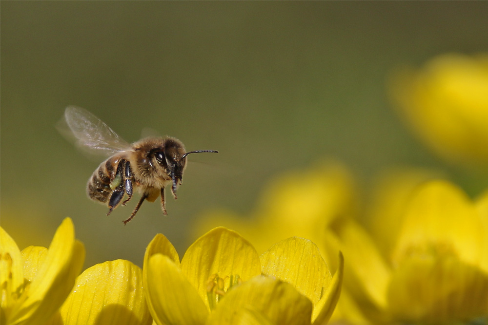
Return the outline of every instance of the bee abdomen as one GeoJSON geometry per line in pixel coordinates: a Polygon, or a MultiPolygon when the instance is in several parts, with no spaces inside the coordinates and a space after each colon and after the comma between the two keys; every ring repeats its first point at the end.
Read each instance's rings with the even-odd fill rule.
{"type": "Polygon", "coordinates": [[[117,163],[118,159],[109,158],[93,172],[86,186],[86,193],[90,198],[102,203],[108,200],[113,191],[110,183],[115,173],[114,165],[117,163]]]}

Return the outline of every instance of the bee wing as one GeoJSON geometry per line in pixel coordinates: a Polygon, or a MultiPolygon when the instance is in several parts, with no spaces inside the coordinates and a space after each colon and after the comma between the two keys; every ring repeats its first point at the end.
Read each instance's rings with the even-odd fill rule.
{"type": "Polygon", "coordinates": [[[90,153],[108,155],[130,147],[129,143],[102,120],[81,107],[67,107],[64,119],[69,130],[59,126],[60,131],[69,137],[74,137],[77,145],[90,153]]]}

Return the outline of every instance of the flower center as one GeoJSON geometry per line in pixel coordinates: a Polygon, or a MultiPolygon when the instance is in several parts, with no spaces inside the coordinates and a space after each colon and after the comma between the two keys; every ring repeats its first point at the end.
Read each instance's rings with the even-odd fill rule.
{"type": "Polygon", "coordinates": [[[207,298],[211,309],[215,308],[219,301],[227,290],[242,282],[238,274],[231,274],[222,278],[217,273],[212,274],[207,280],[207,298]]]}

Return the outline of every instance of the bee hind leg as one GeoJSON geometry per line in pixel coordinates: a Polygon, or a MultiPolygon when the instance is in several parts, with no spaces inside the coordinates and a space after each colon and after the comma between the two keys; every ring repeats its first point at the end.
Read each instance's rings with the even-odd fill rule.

----------------------------------------

§ **What you are asked to do**:
Present all of the items above as a numbered list with one line per number, leaving out the blank lines and the pictures.

§ **Task result**:
1. Return the outline of every instance of the bee abdomen as one GeoJSON geometry per line in pixel coordinates: a Polygon, or a MultiPolygon when the instance is in several parts, with no spaces inside the coordinates and a space after each colon and after the comma between the two keys; every ring repeats its first point at the end.
2. Read each instance's rings with the even-odd fill rule.
3. {"type": "Polygon", "coordinates": [[[117,163],[118,159],[109,158],[93,172],[86,186],[86,193],[90,198],[102,203],[108,200],[113,191],[110,183],[115,173],[114,165],[117,163]]]}
4. Return the outline of every instance of the bee wing as one GeoJSON geometry per line in pixel coordinates: a Polygon, or a MultiPolygon when the instance is in several parts, with no spaces inside the coordinates and a space after each colon and after the comma between the two keys; every ring repeats its first point at the end.
5. Read each instance's rings with the even-odd fill rule.
6. {"type": "Polygon", "coordinates": [[[90,153],[108,155],[130,147],[129,143],[102,120],[81,107],[67,107],[64,119],[69,130],[59,126],[60,131],[69,137],[74,137],[77,145],[90,153]]]}
7. Return the outline of every instance of the flower center as one GeoJSON geometry per line in pixel coordinates: a Polygon, or a MultiPolygon when the instance is in several parts, with no spaces inside the coordinates and a space after each colon and after the comma between the two keys; every ring repeats its first point at the end.
8. Read each instance's rings with the even-odd fill rule.
9. {"type": "Polygon", "coordinates": [[[207,298],[211,309],[215,308],[219,301],[227,290],[242,282],[238,274],[231,274],[222,278],[217,273],[212,274],[207,280],[207,298]]]}
10. Return the outline of every instance of the bee hind leg as one GeoJSON geometry per line in pixel coordinates: a Polygon, or a MultiPolygon when the instance is in several parts, with no spaces inside the coordinates and a space after each colon and after the comma between the two keys; every ring repeats its first point at the end.
11. Read each instance's rings with the even-odd fill rule.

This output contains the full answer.